What is being asked:
Please reproduce the data from the line containing "negative clicks: (725, 336) (712, 348)" through the end of the data, inclusive.

### Data for this task

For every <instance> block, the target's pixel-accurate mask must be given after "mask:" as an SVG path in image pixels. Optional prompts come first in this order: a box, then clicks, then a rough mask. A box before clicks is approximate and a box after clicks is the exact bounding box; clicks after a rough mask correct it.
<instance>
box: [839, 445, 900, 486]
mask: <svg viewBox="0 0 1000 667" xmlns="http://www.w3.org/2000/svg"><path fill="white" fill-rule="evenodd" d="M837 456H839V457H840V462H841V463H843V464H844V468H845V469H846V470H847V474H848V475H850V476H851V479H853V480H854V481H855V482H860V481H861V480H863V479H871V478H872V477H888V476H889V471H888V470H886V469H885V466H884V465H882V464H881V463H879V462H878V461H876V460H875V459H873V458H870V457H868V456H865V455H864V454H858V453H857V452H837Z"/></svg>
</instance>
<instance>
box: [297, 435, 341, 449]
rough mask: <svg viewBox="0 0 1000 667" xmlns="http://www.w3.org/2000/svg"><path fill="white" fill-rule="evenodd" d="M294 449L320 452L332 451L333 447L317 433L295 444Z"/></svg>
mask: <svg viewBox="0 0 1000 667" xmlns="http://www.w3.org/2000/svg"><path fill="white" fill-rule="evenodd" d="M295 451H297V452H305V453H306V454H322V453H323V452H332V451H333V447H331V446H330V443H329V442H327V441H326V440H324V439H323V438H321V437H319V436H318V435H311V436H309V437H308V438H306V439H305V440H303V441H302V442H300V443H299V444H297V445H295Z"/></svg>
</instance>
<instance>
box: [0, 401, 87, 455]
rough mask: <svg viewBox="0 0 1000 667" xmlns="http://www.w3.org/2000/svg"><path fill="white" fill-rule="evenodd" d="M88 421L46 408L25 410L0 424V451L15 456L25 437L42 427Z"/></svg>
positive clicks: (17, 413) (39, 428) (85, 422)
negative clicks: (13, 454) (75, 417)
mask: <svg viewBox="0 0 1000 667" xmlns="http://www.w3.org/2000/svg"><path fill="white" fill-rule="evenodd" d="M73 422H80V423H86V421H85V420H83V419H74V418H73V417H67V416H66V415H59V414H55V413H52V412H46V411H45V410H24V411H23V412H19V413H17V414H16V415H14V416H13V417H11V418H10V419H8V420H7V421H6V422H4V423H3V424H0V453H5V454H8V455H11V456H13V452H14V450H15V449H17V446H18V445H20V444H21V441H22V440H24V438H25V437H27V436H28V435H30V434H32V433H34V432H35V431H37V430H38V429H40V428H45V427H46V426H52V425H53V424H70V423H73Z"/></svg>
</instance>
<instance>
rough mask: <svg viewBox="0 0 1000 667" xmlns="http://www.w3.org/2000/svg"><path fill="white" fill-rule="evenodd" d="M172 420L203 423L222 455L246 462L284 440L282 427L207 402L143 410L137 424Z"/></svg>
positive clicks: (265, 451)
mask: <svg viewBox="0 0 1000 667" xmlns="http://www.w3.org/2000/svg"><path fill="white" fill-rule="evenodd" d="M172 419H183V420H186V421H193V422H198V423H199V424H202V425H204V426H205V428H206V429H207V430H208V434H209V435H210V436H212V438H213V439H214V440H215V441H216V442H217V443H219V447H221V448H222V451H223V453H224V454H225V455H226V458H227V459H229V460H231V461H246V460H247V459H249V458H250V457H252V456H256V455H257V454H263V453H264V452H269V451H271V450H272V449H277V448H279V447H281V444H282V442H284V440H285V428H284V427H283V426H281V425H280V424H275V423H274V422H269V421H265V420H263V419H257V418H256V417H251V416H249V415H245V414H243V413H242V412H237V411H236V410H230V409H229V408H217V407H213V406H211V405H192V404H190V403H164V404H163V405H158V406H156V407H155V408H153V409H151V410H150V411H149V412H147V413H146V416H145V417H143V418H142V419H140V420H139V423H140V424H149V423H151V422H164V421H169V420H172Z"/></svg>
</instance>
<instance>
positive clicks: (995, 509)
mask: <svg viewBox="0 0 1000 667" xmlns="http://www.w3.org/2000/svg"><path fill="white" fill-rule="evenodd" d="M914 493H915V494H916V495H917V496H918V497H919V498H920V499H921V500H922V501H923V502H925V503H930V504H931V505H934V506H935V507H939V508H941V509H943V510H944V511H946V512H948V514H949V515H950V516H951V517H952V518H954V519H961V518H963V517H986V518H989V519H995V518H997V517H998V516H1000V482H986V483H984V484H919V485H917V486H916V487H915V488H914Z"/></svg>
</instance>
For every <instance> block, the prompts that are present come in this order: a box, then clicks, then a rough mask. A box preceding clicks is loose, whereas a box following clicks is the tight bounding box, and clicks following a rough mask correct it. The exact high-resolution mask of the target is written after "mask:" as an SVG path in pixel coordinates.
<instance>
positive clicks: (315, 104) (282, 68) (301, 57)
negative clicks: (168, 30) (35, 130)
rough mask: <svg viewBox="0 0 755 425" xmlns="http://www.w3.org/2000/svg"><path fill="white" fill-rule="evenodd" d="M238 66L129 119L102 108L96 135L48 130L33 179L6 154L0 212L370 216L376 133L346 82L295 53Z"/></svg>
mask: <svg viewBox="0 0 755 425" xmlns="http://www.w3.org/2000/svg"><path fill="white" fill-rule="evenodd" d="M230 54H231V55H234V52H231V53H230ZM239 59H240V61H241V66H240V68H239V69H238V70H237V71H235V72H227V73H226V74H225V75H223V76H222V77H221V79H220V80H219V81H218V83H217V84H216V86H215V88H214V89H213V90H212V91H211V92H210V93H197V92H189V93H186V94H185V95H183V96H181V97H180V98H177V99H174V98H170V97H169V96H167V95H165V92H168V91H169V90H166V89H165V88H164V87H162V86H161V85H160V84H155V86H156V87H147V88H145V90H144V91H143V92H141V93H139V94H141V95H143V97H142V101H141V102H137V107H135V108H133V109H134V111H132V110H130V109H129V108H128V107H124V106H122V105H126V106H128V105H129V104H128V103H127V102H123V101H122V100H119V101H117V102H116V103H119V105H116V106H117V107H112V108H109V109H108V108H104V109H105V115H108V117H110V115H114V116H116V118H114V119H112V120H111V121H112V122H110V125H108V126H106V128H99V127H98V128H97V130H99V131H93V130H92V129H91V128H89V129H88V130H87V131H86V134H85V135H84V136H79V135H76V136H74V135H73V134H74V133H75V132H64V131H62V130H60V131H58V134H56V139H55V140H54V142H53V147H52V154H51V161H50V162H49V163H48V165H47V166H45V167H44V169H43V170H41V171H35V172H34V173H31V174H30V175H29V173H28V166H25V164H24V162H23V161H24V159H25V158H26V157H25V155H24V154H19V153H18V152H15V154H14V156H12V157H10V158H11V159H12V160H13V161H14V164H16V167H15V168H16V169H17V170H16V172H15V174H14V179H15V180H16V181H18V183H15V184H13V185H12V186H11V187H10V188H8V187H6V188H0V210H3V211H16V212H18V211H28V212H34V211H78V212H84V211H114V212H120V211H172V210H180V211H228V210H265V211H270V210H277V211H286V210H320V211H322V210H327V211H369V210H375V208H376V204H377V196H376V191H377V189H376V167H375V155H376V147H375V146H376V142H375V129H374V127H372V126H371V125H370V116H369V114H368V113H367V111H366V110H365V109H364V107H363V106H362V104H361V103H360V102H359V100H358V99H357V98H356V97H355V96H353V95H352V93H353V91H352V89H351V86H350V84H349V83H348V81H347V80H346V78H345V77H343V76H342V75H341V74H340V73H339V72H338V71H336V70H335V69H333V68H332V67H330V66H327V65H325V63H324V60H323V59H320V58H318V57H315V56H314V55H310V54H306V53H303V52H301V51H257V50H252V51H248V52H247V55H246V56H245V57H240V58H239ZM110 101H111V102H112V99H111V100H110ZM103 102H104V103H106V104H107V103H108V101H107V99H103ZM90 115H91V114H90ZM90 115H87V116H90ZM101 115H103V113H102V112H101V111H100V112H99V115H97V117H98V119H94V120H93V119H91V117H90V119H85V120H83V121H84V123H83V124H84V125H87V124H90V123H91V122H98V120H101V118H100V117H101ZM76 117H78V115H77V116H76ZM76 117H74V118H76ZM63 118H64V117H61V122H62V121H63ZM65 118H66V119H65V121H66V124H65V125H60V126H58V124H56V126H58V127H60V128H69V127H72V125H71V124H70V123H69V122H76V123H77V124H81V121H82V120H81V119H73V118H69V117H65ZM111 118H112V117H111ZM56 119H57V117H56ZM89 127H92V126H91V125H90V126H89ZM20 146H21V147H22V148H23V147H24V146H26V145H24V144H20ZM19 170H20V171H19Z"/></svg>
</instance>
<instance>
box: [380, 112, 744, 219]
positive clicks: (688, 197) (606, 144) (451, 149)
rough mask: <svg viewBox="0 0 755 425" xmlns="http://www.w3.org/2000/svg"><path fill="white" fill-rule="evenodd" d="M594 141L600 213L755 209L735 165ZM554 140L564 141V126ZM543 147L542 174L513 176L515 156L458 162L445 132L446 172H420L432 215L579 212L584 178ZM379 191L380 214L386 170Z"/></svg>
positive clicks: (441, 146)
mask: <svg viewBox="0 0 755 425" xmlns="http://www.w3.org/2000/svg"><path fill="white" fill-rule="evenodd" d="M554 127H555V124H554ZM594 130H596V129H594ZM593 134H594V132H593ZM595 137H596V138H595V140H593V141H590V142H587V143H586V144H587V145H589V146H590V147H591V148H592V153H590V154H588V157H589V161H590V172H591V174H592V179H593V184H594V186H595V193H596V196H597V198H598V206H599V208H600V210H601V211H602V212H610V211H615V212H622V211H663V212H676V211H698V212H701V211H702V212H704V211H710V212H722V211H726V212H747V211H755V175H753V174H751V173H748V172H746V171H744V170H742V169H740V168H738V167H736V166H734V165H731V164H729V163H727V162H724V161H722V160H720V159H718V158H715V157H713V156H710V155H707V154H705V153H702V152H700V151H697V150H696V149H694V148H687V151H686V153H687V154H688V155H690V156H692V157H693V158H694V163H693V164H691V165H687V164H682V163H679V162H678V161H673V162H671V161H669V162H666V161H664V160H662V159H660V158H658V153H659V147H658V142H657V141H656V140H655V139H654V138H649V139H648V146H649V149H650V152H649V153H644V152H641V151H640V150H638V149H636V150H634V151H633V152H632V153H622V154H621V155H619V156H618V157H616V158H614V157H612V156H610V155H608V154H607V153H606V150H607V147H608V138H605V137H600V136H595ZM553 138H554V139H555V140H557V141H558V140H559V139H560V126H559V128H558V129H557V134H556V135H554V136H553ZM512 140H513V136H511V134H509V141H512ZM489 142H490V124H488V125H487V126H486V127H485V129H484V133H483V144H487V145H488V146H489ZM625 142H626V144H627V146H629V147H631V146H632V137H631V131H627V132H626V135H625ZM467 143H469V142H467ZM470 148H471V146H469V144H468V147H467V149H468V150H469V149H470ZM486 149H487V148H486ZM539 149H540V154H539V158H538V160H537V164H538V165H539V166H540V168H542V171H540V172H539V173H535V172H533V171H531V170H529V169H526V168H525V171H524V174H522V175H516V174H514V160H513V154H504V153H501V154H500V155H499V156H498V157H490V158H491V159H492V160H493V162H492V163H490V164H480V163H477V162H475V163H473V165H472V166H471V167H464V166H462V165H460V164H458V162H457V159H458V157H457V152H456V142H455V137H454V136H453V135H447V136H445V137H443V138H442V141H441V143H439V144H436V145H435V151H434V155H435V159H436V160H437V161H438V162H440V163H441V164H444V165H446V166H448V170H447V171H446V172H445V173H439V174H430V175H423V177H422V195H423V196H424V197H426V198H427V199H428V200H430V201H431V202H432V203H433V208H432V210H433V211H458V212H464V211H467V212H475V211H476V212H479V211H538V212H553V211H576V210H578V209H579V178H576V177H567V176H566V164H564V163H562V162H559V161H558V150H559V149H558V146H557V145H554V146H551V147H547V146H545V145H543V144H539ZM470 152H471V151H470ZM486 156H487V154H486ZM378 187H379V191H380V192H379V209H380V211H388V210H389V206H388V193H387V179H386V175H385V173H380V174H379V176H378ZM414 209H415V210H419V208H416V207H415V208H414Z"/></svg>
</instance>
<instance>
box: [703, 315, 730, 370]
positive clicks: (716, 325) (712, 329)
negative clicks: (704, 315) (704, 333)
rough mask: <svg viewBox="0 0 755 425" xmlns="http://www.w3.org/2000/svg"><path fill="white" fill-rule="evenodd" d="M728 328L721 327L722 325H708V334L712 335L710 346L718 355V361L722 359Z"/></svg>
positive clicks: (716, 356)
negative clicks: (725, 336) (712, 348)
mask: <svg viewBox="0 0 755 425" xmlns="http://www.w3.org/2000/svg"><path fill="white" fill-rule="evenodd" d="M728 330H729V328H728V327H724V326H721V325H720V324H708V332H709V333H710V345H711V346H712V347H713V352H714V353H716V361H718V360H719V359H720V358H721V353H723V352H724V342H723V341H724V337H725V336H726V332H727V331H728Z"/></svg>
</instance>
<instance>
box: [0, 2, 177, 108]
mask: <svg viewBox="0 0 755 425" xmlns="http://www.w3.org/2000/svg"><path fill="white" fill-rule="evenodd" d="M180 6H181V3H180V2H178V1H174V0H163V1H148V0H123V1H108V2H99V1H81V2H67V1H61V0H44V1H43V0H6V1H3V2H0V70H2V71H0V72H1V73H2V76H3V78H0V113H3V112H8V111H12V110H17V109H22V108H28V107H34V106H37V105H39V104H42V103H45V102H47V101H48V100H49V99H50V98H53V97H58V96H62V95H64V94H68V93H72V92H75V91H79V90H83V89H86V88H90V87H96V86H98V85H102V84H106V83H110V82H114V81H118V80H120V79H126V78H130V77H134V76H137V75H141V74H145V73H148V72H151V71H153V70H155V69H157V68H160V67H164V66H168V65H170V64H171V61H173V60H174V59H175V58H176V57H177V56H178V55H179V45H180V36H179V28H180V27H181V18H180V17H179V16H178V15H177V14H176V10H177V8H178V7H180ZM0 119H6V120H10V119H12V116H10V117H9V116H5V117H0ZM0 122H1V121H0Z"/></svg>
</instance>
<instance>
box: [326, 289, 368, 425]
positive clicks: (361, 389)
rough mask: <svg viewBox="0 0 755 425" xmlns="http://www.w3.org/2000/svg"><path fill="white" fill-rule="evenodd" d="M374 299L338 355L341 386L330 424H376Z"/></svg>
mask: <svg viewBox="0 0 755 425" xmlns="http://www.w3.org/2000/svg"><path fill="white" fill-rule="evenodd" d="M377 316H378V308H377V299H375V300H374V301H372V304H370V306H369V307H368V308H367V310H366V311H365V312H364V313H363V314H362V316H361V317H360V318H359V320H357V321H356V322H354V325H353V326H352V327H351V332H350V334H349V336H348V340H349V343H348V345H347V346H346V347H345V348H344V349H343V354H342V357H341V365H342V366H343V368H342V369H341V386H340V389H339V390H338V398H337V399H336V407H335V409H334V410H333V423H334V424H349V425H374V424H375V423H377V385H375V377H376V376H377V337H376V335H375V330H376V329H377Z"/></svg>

######

Answer box:
negative clicks: (725, 336) (712, 348)
mask: <svg viewBox="0 0 755 425" xmlns="http://www.w3.org/2000/svg"><path fill="white" fill-rule="evenodd" d="M728 330H729V328H728V327H724V326H721V325H720V324H708V332H709V333H710V345H711V346H712V347H713V352H714V353H716V361H718V360H719V359H720V358H721V353H723V352H724V342H723V341H724V337H725V336H726V332H727V331H728Z"/></svg>
</instance>
<instance>
box: [0, 2, 177, 108]
mask: <svg viewBox="0 0 755 425" xmlns="http://www.w3.org/2000/svg"><path fill="white" fill-rule="evenodd" d="M180 6H181V3H180V2H178V1H174V0H163V1H148V0H123V1H108V2H99V1H81V2H67V1H61V0H44V1H43V0H6V1H3V2H0V70H2V71H0V72H1V73H2V76H3V78H0V113H3V112H8V111H12V110H17V109H22V108H28V107H34V106H37V105H39V104H42V103H45V102H47V101H48V100H49V99H50V98H53V97H58V96H62V95H64V94H68V93H72V92H75V91H79V90H83V89H86V88H90V87H96V86H98V85H102V84H106V83H110V82H114V81H118V80H120V79H126V78H130V77H134V76H137V75H141V74H145V73H148V72H151V71H153V70H155V69H157V68H160V67H164V66H168V65H170V64H171V61H173V60H174V59H175V58H176V57H177V56H178V55H179V45H180V36H179V28H180V27H181V18H180V17H179V16H178V15H177V14H176V10H177V8H178V7H180ZM0 119H6V120H10V119H12V116H10V117H9V116H5V117H0ZM0 122H1V121H0Z"/></svg>
</instance>
<instance>
box: [326, 289, 368, 425]
positive clicks: (361, 389)
rough mask: <svg viewBox="0 0 755 425" xmlns="http://www.w3.org/2000/svg"><path fill="white" fill-rule="evenodd" d="M374 299L338 355L341 386L330 424H376Z"/></svg>
mask: <svg viewBox="0 0 755 425" xmlns="http://www.w3.org/2000/svg"><path fill="white" fill-rule="evenodd" d="M377 316H378V308H377V299H375V300H374V301H372V304H370V306H369V307H368V308H367V310H366V311H365V312H364V313H363V314H362V316H361V317H360V318H359V320H357V321H356V322H354V325H353V326H352V327H351V332H350V334H349V336H348V340H349V343H348V345H347V346H346V347H345V348H344V349H343V354H342V357H341V365H342V366H343V368H342V369H341V386H340V389H339V390H338V398H337V399H336V407H335V409H334V410H333V423H334V424H349V425H374V424H375V423H377V385H375V377H376V376H377V337H376V335H375V330H376V329H377Z"/></svg>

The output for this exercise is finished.